### EXERCISE DESCRIPTION
Reproduce the data from the line with "of the gradient" to the line with "[(109, 131)]", both included, keeping the requests and shifting every coordinate in the answers by -142 while leaving the format samples unchanged. Leave the pictures out.

-- Start of EXERCISE DATA --

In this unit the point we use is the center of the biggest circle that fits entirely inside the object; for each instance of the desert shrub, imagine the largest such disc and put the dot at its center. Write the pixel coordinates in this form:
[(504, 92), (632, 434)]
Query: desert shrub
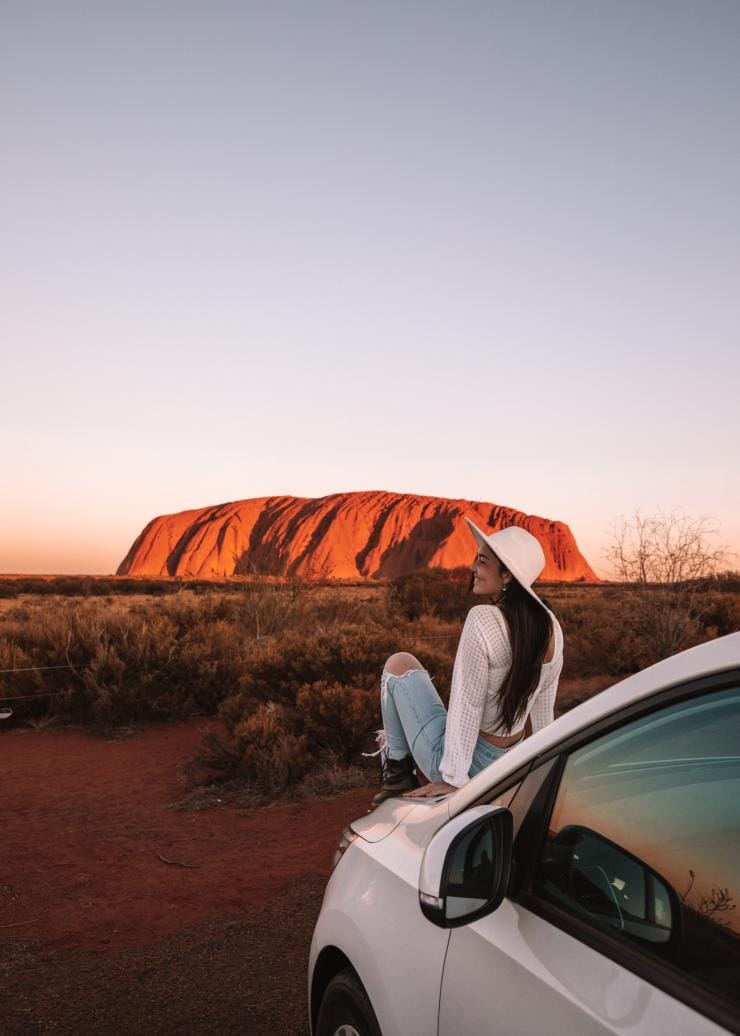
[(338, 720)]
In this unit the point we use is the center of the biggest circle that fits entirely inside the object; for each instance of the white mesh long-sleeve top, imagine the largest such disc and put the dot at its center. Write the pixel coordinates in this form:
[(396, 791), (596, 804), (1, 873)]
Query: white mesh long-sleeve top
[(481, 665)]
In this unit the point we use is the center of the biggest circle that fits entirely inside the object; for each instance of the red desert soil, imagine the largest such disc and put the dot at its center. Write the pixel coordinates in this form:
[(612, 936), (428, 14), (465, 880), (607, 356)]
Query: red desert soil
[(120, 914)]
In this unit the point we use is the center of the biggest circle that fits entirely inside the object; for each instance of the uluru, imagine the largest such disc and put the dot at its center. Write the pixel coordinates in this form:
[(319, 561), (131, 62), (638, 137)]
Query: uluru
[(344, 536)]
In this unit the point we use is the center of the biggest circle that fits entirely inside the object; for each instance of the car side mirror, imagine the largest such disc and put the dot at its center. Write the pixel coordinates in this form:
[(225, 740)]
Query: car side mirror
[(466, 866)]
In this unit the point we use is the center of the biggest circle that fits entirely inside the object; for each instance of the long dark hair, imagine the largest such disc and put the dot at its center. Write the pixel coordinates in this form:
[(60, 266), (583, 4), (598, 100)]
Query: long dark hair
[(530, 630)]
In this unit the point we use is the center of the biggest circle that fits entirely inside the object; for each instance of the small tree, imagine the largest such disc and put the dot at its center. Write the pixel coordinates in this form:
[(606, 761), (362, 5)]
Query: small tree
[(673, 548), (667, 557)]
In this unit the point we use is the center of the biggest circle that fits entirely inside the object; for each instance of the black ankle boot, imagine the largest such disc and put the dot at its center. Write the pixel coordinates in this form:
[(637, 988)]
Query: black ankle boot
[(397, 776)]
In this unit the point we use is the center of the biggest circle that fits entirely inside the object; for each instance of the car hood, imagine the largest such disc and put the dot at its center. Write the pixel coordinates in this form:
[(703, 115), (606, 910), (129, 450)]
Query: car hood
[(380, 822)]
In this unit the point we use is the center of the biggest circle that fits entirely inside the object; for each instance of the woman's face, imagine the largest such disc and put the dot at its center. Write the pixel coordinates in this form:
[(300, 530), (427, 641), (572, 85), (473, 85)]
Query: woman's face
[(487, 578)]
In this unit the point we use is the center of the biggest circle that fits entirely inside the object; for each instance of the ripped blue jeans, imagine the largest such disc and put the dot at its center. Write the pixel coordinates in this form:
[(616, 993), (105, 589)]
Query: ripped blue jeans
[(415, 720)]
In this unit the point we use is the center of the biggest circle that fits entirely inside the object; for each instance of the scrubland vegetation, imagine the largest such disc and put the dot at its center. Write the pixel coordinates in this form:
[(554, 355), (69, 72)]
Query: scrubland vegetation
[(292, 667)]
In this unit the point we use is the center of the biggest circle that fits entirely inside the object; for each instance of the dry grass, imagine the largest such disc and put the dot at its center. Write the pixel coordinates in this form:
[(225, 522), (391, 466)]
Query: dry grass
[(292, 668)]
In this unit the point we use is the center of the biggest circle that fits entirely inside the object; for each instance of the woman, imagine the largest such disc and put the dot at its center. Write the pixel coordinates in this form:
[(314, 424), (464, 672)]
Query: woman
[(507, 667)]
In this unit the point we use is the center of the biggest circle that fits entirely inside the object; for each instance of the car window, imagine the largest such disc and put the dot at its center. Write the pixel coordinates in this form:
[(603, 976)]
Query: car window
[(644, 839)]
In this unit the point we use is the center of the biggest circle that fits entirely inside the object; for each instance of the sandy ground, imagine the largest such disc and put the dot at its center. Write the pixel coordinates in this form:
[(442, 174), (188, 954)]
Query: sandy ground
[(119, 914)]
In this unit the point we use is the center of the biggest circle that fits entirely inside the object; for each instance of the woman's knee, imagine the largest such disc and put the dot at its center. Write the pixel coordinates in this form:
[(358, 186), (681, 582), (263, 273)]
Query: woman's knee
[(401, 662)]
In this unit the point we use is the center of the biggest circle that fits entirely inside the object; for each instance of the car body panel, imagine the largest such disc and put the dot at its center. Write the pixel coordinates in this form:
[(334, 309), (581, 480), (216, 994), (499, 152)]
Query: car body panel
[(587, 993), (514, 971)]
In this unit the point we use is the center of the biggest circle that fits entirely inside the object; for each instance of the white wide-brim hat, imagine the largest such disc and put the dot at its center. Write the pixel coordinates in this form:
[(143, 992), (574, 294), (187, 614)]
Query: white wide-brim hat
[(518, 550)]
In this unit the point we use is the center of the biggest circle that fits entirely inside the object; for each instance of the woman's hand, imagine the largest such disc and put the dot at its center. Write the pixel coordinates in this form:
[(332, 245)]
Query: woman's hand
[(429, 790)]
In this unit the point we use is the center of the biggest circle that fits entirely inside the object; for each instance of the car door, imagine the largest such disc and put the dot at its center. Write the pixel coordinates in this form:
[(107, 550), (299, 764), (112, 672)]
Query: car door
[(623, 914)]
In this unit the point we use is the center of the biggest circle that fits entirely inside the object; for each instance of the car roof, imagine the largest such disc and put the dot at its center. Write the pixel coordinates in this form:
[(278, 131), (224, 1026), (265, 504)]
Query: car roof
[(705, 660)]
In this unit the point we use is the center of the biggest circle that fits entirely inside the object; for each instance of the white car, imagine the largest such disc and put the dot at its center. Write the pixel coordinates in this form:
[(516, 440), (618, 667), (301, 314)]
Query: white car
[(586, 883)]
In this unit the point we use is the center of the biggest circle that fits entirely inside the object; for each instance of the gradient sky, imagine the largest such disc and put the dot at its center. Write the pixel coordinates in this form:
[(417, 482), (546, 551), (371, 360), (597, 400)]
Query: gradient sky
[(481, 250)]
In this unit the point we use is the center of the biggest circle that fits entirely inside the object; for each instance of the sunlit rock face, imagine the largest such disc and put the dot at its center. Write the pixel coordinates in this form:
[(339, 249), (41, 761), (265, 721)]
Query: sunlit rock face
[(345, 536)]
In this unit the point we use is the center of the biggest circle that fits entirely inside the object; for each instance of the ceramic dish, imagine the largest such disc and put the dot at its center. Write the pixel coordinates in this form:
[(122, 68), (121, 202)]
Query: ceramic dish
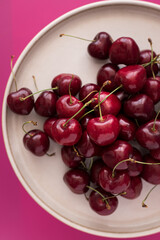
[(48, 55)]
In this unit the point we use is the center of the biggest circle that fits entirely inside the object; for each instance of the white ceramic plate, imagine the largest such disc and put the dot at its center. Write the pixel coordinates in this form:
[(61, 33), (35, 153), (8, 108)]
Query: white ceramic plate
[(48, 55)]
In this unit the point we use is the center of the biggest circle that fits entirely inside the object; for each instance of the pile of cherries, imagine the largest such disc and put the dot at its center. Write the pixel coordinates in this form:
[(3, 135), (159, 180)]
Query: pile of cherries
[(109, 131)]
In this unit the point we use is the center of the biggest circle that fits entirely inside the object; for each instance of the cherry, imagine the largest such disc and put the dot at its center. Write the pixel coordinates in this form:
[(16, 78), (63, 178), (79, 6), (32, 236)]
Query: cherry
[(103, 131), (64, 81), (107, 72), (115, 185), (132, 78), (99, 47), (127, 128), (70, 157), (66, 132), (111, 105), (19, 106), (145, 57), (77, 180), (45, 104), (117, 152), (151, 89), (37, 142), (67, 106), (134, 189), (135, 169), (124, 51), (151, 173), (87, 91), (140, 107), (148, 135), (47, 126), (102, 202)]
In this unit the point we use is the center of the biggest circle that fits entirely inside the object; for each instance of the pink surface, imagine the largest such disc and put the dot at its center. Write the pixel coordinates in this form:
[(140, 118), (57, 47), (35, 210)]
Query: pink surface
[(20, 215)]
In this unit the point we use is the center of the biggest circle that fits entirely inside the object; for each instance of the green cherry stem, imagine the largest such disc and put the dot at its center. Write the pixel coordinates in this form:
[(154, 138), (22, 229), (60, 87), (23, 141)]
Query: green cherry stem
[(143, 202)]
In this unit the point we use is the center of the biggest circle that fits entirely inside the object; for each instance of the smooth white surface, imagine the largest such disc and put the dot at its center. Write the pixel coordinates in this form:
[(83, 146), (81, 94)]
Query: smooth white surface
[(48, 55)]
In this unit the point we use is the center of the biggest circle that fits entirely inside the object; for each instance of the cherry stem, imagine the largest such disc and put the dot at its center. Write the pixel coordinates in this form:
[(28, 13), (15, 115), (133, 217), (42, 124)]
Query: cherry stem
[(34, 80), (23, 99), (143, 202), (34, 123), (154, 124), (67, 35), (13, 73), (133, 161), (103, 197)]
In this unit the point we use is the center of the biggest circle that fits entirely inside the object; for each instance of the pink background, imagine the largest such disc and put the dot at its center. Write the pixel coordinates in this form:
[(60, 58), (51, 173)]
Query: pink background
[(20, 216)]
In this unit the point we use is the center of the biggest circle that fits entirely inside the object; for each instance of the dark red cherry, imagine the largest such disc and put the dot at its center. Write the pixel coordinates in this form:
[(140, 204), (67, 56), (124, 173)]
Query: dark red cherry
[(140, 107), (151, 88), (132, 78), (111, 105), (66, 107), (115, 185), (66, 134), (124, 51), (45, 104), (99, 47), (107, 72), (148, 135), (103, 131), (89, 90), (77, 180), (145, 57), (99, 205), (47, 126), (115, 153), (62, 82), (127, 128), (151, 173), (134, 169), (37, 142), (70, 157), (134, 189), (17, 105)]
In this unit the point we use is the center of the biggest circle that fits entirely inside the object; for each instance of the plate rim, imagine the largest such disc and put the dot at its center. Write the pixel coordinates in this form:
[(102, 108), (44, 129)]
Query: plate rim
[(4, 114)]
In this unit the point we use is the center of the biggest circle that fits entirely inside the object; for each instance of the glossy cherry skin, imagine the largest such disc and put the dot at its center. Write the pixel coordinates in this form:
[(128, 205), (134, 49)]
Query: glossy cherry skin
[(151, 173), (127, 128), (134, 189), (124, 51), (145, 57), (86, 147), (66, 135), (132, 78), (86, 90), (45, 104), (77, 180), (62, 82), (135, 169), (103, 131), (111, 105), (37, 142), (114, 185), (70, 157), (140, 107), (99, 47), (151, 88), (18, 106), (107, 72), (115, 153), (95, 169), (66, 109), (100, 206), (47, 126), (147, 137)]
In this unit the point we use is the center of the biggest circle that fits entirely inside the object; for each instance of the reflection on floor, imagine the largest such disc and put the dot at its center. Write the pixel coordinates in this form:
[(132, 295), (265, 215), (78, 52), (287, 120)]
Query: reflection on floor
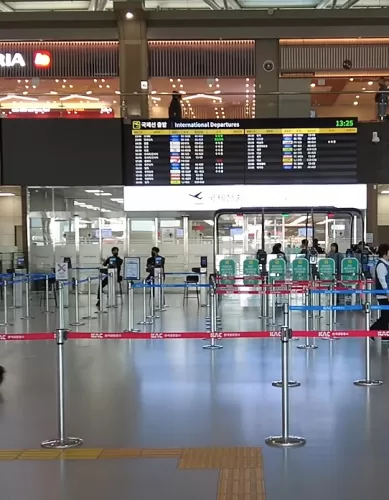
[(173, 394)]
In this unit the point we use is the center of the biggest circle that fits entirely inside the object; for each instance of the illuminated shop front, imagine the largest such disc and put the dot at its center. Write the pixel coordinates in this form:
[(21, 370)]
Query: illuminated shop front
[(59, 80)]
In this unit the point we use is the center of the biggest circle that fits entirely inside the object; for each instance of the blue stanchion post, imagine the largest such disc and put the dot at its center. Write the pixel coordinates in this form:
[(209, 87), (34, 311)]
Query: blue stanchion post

-- End of EXERCISE DATA --

### TASK OUTPUT
In this unit the point we use is the center of the biggest circle that fits entirely inside the object; for each instance of the gradient sky, imagine the largest such disc and put the dot at its center. Write the pixel coordinates in this form:
[(417, 482), (546, 551), (371, 360), (597, 400)]
Query: gradient sky
[(339, 108)]
In this unit the point we use is the center of the biggest circle that fits entirely inside the object; for each instance of the sunlit rock face, imagine the largest such disc and put the dot at its center. Write the pixel coordinates in this form:
[(339, 249), (41, 761), (265, 721)]
Query: sunlit rock face
[(203, 394)]
In this unit the point we use is the center of the biggest circle that fits entirely inside the object; for each instance of the ceramic dish, imagine the largest such disc and put the dot at its center. Write the pixel coordinates in this form:
[(122, 68), (121, 202)]
Query: ceramic dish
[(-94, -87)]
In this unit the point we use is the center of the biggest circle that fits entirely inside the object; for each instance of the white ceramic plate, imagine the largest such disc and put the dot at its center. Write the pixel coordinates in this form:
[(61, 33), (35, 153), (8, 108)]
Query: white ceramic plate
[(-94, -87)]
In this unit the point we use is the center of the biggest circle that fits entirely inside the object; for each instance of the pile of cherries, imagine the largest such disc and put the dot at its center. Write the pixel coordinates in this form:
[(3, 135), (159, 180)]
Query: pile of cherries
[(-33, -11)]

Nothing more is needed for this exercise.